Supplied passage section start

For his recent paintings, presented by Ota Fine Arts at Condo Shanghai, Singaporean painter Guo-Liang Tan chose an aeronautical fabric as his canvas. A bizarre choice, given that the fabric is water-resistant and would therefore not absorb paint. In order to even begin painting, Tan had to first seal the fabric with acrylic. In what seems like a self-thwarting move, the artist paints on a surface that rejects paint. The industrial fabric’s porosity, however, shores up a poetic futility in Tan’s recent work, which re-directs attention away from canonical permanence and onto a soft, obsolescent presence.
For three larger canvases, aptly titled Peripheral Ritual I, II, and III, Tan attempted to “accentuate [the] ephemerality” of his prior series of paintings, Ghost Screen, which echoes the formal and conceptual concerns of these new paintings.[i] Spectrality is clearly on Tan’s mind. He started making these new paintings by literally circling the peripheries of the horizontally laid out canvases, working on their margins first and intentionally avoiding the cores, leaving them noticeably pale and absent.
Washed in amorphous skin-pink hues, the translucent surfaces of Peripheral Rituals suggest a bodily presence that is sparse, threadbare. For these paintings, Tan experimented with numerous techniques and temporalities to create stains of differing effects. Bruises in deepening shades of blue ornament the canvases’ corners. Where paint has soaked in luxuriously here, in other parts, it appears to have been flicked on rapidly in a duller greyish hue. Elsewhere, lavender is scratched ever so lightly onto the canvas.

Supplied passage section end

Exercise description — From the last paragraph of the text on Guo-Liang Tan's paintings, list every color named.

Dataset section start

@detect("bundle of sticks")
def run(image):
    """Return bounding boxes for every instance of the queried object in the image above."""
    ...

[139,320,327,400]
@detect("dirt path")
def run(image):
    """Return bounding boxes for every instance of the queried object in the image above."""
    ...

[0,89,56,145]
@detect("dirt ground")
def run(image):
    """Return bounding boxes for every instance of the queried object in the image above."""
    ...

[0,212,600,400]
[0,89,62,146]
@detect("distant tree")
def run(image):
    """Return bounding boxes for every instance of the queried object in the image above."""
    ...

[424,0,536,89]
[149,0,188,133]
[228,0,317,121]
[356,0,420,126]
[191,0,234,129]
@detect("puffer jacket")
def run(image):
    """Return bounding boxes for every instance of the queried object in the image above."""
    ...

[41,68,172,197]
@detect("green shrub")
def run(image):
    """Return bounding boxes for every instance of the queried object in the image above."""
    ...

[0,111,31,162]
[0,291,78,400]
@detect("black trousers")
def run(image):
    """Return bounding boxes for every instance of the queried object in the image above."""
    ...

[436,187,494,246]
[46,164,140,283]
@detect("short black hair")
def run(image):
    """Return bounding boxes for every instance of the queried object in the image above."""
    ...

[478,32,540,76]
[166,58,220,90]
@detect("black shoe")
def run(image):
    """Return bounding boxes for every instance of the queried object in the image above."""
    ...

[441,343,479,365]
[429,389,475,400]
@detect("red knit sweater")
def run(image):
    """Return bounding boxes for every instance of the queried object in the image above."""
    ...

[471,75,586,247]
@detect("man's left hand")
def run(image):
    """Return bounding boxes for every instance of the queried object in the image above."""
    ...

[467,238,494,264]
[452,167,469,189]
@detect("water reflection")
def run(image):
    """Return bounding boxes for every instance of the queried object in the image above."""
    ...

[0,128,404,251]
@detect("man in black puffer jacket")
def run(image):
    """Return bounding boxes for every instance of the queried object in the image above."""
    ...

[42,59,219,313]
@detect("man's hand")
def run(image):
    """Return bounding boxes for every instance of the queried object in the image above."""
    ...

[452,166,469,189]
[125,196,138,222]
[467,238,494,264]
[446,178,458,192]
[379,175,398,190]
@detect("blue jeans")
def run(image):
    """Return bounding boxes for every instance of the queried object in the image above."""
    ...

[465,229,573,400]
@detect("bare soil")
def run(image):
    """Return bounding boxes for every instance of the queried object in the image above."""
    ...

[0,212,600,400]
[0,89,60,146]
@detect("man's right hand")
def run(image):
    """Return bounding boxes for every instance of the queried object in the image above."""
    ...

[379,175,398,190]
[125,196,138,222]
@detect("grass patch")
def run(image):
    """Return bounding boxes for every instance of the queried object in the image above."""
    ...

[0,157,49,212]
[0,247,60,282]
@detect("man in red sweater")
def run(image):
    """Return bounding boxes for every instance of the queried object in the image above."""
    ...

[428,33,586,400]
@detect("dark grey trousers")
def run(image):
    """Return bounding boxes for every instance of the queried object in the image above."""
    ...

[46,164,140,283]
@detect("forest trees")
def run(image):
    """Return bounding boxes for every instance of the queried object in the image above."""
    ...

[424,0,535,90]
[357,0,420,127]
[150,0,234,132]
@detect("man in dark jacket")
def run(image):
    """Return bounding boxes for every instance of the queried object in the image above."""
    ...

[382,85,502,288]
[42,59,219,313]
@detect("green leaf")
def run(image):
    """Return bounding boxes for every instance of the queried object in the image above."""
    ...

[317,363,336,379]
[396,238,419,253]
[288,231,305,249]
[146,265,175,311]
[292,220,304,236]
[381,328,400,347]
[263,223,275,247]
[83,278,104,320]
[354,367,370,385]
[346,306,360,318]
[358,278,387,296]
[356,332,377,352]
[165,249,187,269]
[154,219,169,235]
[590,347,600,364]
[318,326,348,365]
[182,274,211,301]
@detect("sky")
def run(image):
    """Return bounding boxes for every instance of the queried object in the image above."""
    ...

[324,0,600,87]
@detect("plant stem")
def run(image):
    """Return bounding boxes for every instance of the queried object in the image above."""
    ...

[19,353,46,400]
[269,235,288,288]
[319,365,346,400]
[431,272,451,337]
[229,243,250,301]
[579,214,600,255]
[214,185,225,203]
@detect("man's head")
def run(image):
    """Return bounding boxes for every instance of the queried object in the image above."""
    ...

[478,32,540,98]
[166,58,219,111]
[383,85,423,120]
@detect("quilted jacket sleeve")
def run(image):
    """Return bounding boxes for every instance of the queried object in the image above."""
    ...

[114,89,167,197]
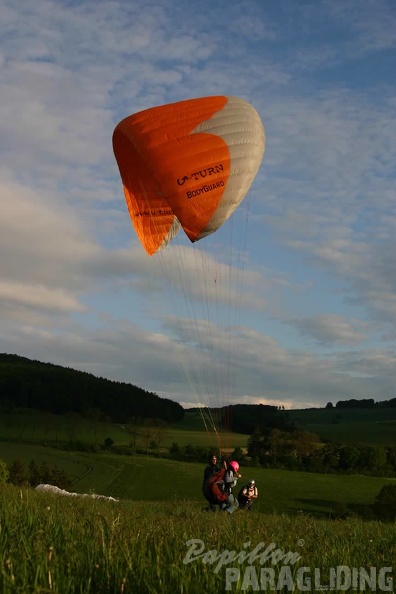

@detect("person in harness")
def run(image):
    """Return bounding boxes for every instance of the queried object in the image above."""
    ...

[203,461,241,514]
[238,479,258,511]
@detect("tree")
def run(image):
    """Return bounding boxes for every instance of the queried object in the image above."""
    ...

[0,460,9,485]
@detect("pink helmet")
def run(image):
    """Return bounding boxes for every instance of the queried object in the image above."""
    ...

[229,460,239,472]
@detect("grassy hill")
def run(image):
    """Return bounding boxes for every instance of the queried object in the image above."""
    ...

[0,443,396,517]
[285,407,396,445]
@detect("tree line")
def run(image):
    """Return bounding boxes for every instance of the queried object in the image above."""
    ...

[247,429,396,477]
[0,353,184,423]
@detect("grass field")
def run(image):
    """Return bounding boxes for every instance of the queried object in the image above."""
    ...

[0,443,396,517]
[0,487,396,594]
[286,408,396,445]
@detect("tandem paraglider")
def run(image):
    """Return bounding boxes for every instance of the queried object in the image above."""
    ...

[112,95,265,451]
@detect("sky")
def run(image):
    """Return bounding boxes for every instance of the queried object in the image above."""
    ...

[0,0,396,408]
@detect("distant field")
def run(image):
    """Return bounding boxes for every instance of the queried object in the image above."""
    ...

[0,443,395,517]
[0,412,249,450]
[286,408,396,445]
[0,486,396,594]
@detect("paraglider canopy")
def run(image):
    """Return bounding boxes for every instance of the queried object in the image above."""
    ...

[113,96,265,256]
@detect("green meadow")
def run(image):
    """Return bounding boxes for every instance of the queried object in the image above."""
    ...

[0,413,396,594]
[0,480,396,594]
[0,443,396,518]
[286,408,396,446]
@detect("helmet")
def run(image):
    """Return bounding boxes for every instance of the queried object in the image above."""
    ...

[229,460,239,472]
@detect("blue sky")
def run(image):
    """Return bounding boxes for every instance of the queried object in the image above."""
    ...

[0,0,396,408]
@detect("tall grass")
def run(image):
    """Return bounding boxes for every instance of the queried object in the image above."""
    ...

[0,486,396,594]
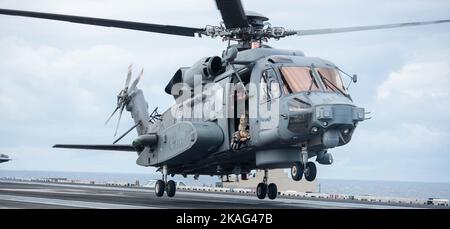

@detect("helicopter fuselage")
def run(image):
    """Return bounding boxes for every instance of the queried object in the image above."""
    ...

[135,48,364,175]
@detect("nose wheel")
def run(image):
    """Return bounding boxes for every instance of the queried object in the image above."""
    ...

[155,166,177,197]
[256,169,278,200]
[304,161,317,181]
[291,147,317,181]
[291,162,303,181]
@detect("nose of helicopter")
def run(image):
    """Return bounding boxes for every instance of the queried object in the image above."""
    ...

[281,94,365,148]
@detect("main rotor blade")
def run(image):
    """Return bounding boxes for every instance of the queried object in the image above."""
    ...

[0,9,205,37]
[294,19,450,36]
[53,144,136,151]
[125,64,133,88]
[128,69,144,94]
[216,0,249,29]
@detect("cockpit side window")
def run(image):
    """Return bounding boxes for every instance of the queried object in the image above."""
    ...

[260,69,281,102]
[280,67,320,94]
[316,68,347,94]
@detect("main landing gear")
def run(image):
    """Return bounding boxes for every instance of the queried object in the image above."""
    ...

[155,165,177,197]
[291,147,317,181]
[256,169,278,200]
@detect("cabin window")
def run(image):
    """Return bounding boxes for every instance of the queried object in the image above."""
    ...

[280,67,320,94]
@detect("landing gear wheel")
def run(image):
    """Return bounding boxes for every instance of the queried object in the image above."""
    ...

[267,183,278,200]
[166,180,177,197]
[291,162,303,181]
[305,161,317,181]
[256,183,267,200]
[155,180,166,197]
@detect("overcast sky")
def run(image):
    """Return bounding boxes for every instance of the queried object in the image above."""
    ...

[0,0,450,182]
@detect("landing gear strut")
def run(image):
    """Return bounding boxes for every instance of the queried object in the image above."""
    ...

[256,169,278,200]
[155,165,177,197]
[291,146,317,181]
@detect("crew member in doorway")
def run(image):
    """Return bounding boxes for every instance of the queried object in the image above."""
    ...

[231,112,250,150]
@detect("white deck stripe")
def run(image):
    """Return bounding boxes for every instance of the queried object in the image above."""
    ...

[0,195,156,209]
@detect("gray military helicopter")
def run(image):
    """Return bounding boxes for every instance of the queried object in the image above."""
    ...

[0,154,11,163]
[0,0,450,199]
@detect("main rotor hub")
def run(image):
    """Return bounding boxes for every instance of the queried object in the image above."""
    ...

[245,11,269,29]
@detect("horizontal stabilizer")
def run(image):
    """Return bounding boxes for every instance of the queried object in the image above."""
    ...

[53,144,136,151]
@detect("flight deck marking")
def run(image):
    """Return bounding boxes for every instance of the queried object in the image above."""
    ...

[0,195,157,209]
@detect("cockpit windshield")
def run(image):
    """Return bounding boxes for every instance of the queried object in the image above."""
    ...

[316,68,347,95]
[280,66,347,95]
[280,67,320,94]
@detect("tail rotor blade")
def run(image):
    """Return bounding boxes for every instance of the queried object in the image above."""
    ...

[105,107,120,125]
[128,69,144,93]
[125,64,133,88]
[114,104,125,137]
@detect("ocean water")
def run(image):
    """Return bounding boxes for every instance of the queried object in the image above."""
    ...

[0,170,450,199]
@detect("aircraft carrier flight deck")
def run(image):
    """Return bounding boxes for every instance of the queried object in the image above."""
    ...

[0,180,448,209]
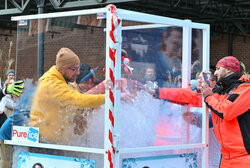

Dataset section end

Response to the task —
- Skin-pink
- Blue
- Greyish
- Lavender